━━━ Texto do documento ━━━

14/03/2012 13:22
Lívia Duarte, jornalista da FASE
Atividades de Assistência Técnica e Extensão Rural da FASE MT driblam entraves em busca de soberania alimentar
Desde abril, o Programa Regional da FASE no Mato Grosso enfrenta o desafio das respostas à chamada pública de Assistência Técnica e Extensão Rural (Ater) lançada pelo Governo Federal. O objetivo é atender a mais de mil famílias da Baixada Cuiabana, que engloba 14 municípios. Assistência técnica de qualidade, pública e gratuita e que valorize o conhecimento dos agricultores e agricultoras e dos povos é um direito e uma antiga reivindicação dos movimentos do campo, explica Vanessa Schottz, do Programa de Segurança Alimentar, Agroecologia e Economia Solidária da FASE.
No caso da atuação da FASE na Baixada Cuiabana, por exemplo, Ater deve colaborar para a segurança alimentar da população, valorizando a agricultura familiar diversificada, que produz alimentos saudáveis e sem venenos para as cidades e para o autoabastecimento das famílias, geração de renda e acesso à informação, o que é fundamental para o exercício da cidadania. A política de Ater pode, por exemplo, estimular o potencial de produção para mercados locais, gerando circuitos mais curtos de produção e abastecimento – com vantagens para produtores, consumidores e meio ambiente, visto que circuitos curtos poluem menos. É uma empreitada
fundamental para toda a região, exemplo disso é que hoje mais de metade das frutas e hortaliças consumidas em Cuiabá vem de longe. Assim fica clara a importância da Ater na erradicação da miséria no campo. Apesar dos bons resultados obtidos pela FASE até agora, sobram burocracia e dificuldades para executar o projeto.

━━━ Itens fornecidos ━━━

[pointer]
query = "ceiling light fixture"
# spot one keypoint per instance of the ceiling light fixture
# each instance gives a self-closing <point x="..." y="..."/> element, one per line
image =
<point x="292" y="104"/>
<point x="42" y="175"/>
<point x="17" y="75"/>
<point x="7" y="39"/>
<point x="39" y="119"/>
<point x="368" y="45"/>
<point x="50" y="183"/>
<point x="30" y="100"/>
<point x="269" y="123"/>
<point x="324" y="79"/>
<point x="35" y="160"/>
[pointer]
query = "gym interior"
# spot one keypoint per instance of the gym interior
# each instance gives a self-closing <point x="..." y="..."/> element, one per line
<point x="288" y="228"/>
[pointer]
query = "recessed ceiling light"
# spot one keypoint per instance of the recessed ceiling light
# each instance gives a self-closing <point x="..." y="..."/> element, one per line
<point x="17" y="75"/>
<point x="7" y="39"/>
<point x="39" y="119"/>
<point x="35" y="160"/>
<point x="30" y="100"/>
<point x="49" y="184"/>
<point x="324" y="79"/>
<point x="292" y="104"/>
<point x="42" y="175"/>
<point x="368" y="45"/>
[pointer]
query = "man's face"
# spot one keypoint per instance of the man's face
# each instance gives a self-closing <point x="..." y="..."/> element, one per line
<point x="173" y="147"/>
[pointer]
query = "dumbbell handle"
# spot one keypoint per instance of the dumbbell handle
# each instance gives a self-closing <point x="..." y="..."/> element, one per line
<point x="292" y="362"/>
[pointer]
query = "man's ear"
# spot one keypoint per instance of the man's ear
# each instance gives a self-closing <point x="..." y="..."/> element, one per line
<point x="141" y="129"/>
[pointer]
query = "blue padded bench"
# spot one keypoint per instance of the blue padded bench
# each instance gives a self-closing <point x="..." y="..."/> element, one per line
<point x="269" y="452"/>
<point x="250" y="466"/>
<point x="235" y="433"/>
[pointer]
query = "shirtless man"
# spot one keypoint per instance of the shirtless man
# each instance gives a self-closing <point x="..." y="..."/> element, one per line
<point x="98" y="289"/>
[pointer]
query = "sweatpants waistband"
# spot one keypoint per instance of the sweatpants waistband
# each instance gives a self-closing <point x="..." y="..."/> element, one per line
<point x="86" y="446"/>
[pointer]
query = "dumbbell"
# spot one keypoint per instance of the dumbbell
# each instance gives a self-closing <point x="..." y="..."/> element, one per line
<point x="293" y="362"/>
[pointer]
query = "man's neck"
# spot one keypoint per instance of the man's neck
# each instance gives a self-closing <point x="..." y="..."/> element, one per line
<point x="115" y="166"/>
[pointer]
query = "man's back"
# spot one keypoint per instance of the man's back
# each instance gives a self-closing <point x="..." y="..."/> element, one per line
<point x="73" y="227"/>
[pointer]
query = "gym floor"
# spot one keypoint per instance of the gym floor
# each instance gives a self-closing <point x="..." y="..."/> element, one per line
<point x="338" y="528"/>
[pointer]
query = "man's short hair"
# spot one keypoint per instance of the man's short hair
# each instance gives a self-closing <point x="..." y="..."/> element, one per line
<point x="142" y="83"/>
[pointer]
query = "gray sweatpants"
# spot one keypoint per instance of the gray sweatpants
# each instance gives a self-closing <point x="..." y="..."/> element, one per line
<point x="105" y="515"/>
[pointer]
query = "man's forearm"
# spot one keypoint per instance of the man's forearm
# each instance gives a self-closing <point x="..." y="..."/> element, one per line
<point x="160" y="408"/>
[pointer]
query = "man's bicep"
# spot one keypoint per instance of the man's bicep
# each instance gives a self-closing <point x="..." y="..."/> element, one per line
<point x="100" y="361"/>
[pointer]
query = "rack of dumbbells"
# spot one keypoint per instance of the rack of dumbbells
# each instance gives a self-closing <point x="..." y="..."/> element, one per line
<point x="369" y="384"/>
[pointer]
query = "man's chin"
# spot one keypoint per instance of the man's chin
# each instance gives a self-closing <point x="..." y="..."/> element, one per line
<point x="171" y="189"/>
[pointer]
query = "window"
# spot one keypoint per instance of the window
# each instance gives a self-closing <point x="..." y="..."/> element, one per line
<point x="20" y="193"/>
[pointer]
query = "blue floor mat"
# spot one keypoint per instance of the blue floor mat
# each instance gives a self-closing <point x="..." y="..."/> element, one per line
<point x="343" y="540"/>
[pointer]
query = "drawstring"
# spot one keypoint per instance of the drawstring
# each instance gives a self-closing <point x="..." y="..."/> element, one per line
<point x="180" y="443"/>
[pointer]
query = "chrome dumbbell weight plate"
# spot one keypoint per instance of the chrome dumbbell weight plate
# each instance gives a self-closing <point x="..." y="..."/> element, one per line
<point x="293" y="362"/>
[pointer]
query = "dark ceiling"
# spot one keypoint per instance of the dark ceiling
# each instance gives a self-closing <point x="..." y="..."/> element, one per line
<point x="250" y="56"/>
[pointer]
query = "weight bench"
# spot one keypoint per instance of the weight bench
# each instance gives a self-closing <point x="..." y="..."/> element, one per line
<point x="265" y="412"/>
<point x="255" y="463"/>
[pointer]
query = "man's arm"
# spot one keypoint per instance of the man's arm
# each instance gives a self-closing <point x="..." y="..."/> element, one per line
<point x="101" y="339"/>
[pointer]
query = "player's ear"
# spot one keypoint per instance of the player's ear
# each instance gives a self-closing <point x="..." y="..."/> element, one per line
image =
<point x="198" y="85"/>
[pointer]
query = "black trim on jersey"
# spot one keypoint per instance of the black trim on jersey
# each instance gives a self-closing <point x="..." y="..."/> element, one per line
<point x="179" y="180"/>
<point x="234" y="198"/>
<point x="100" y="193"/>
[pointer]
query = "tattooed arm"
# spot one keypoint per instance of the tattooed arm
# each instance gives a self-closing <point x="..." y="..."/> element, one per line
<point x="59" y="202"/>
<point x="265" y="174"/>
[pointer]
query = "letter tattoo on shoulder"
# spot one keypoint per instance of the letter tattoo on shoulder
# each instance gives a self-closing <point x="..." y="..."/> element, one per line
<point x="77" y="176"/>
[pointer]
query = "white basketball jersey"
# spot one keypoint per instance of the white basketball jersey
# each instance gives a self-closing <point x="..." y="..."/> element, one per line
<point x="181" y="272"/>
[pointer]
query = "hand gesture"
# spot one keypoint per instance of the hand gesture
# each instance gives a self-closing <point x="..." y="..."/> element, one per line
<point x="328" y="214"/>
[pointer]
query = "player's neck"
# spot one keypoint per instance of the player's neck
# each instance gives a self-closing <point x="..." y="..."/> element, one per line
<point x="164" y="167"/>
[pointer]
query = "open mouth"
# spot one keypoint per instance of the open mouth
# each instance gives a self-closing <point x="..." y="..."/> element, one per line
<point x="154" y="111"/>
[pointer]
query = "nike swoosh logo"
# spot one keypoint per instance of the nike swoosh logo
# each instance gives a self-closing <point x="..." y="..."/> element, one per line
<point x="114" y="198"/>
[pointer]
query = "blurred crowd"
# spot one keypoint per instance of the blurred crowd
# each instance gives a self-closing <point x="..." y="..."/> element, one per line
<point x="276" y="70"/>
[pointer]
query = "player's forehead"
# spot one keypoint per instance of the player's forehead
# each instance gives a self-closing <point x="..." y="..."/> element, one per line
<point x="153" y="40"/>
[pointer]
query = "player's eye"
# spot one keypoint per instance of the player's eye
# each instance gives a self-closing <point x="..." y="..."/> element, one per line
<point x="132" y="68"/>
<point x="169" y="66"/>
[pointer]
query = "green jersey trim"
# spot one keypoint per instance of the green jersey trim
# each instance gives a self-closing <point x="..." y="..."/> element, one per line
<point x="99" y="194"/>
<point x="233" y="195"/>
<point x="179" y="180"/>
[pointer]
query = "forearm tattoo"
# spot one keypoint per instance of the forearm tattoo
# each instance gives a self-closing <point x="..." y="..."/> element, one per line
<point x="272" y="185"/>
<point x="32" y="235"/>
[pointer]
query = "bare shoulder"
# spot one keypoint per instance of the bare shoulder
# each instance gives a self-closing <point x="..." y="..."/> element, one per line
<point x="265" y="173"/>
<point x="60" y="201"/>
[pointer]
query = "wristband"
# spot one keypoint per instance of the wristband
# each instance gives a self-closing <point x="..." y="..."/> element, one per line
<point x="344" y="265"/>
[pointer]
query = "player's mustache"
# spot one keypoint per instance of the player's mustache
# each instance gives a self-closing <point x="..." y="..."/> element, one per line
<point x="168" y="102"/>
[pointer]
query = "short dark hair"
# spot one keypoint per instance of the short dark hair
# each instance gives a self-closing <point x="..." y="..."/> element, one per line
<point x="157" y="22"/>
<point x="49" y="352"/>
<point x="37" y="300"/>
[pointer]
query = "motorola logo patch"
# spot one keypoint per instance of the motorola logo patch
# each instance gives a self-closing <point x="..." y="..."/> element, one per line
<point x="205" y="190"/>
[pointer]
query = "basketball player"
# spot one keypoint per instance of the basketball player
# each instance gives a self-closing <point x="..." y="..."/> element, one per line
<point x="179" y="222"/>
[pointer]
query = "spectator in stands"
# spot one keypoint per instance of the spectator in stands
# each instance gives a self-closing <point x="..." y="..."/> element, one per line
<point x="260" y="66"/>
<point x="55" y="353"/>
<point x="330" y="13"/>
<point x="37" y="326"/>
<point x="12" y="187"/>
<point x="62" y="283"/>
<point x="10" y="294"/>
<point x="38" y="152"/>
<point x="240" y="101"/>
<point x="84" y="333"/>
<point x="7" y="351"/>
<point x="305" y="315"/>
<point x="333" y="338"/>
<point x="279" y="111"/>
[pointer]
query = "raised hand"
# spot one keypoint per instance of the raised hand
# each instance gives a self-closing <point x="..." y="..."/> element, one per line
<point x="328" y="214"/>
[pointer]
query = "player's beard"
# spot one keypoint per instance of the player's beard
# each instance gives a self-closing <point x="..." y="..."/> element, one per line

━━━

(Exercício escrito 1):
Indique se cada afirmação concorda com o texto sobre a Ater da FASE, respondendo sim ou não e citando sem alterações as palavras do texto que decidem: (a) A chamada pública de Ater foi lançada pelo Governo Federal. (b) A Baixada Cuiabana engloba 20 municípios. (c) Menos da metade das frutas e hortaliças consumidas em Cuiabá vem de longe.
(Exercício escrito 2):
Segundo o texto sobre a Ater da FASE, quantas famílias o Programa Regional no Mato Grosso pretende atender?
(Exercício escrito 3):
Imprima o trecho do texto sobre a Ater da FASE que começa nas palavras "14/03/2012 13:22" e termina logo depois de "Solidária da FASE.".
Os itens não são necessários para resolver as tarefas.

(Resposta da tarefa 1):
(a) Sim: "chamada pública de Assistência Técnica e Extensão Rural (Ater) lançada pelo Governo Federal".
(b) Não: "que engloba 14 municípios".
(c) Não: "hoje mais de metade das frutas e hortaliças consumidas em Cuiabá vem de longe".

(Resposta da tarefa 2):
Mais de mil famílias da Baixada Cuiabana.

(Resposta da tarefa 3):
14/03/2012 13:22
Lívia Duarte, jornalista da FASE
Atividades de Assistência Técnica e Extensão Rural da FASE MT driblam entraves em busca de soberania alimentar
Desde abril, o Programa Regional da FASE no Mato Grosso enfrenta o desafio das respostas à chamada pública de Assistência Técnica e Extensão Rural (Ater) lançada pelo Governo Federal. O objetivo é atender a mais de mil famílias da Baixada Cuiabana, que engloba 14 municípios. Assistência técnica de qualidade, pública e gratuita e que valorize o conhecimento dos agricultores e agricultoras e dos povos é um direito e uma antiga reivindicação dos movimentos do campo, explica Vanessa Schottz, do Programa de Segurança Alimentar, Agroecologia e Economia Solidária da FASE.